Johns Hopkins Gazette: April 10, 1995

The Way I See It: Practical Education

By Steve Libowitz

     The Hopkins Institute for Policy Studies is taking time this
week to honor the undergraduates who have taken part in this
year's Urban Policy Internship Program.

     It's time worth making.

     Undergraduate internships are such a valuable part of an
undergraduate's education. Medical students complete their
education in mandatory internship programs, no doubt following
the sage adage that practice makes perfect. But because
internships are usually extra-curricular activities for
non-medical students, undergrads, especially, often are obliged
to spend some of their non-classroom time at jobs that help them
pay the rent.

     "What's so great about the institute's internship seminar is
you can get the practical education as part of the class, without
having to choose between money and education," says Josh
Greenberg, a sophomore from Oyster Bay, N.Y., majoring in the
Writing Seminars.

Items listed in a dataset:
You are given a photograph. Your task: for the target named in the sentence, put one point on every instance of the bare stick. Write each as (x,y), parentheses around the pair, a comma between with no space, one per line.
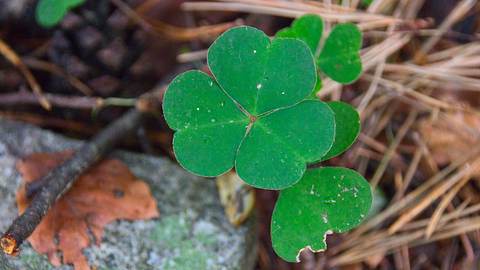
(60,179)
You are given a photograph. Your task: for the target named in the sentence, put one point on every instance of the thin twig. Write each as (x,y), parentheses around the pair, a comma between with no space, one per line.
(60,179)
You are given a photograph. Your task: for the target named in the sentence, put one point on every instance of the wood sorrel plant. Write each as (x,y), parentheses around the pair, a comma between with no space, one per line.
(50,12)
(256,113)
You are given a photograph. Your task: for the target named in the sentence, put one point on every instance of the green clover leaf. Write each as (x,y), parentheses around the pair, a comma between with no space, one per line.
(339,58)
(50,12)
(308,28)
(347,128)
(253,114)
(326,200)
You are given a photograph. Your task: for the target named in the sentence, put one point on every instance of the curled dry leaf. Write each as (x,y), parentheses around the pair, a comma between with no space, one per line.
(105,193)
(451,135)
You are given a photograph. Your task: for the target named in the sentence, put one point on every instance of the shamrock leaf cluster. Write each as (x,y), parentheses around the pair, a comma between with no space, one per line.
(51,12)
(255,113)
(339,57)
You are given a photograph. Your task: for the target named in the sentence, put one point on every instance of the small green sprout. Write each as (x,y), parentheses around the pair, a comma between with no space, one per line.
(256,113)
(50,12)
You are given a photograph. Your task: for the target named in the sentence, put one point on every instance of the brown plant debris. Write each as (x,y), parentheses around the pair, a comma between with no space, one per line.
(105,193)
(450,135)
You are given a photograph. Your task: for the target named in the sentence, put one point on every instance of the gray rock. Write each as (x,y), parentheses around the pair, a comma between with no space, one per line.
(191,233)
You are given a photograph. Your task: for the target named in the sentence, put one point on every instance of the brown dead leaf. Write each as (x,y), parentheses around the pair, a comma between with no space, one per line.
(105,193)
(451,135)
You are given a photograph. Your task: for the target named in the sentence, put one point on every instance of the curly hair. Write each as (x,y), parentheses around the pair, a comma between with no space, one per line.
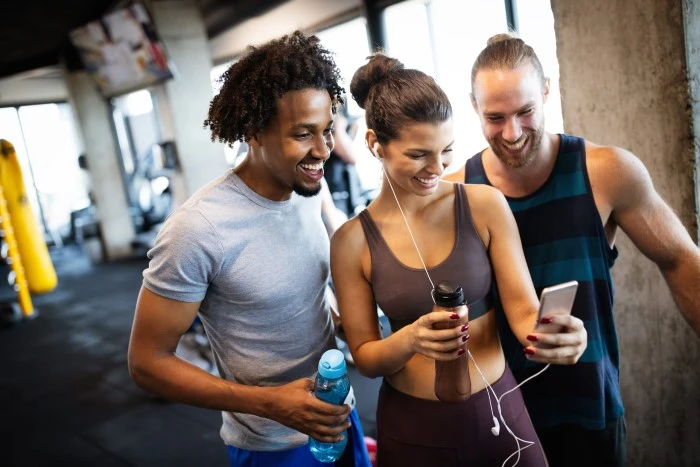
(247,101)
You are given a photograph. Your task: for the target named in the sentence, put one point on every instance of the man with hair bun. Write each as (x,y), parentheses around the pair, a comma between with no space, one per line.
(569,196)
(417,232)
(249,253)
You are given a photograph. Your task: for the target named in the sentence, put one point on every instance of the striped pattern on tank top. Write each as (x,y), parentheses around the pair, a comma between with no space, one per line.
(563,239)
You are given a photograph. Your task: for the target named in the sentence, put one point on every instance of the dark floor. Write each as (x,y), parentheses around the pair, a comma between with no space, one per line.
(65,391)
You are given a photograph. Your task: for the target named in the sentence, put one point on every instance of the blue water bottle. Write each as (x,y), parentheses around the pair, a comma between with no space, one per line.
(332,386)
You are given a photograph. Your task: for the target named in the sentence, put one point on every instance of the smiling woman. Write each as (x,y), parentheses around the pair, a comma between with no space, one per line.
(420,227)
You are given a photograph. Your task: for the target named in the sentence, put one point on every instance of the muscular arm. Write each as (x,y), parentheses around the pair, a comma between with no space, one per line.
(158,325)
(654,228)
(505,250)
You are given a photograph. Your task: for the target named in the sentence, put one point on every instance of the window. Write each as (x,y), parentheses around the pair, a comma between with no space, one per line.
(45,142)
(443,38)
(449,35)
(350,44)
(536,27)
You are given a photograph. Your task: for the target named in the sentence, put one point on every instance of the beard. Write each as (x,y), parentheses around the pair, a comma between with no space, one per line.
(534,140)
(305,191)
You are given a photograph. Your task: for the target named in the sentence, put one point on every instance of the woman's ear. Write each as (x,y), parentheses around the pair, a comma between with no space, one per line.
(372,143)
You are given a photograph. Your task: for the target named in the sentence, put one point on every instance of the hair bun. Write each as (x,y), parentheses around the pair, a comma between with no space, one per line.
(376,70)
(501,38)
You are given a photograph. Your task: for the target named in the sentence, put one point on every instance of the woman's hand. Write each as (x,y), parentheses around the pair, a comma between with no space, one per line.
(561,342)
(440,344)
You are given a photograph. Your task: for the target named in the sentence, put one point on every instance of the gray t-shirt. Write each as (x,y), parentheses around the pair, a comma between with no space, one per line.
(260,269)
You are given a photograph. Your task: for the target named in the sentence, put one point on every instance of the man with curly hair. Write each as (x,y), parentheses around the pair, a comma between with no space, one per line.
(250,254)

[Activity]
In the column on undergraduate internships, which program's undergraduates is the Hopkins Institute for Policy Studies honoring this week?

[Result of the task]
The Urban Policy Internship Program.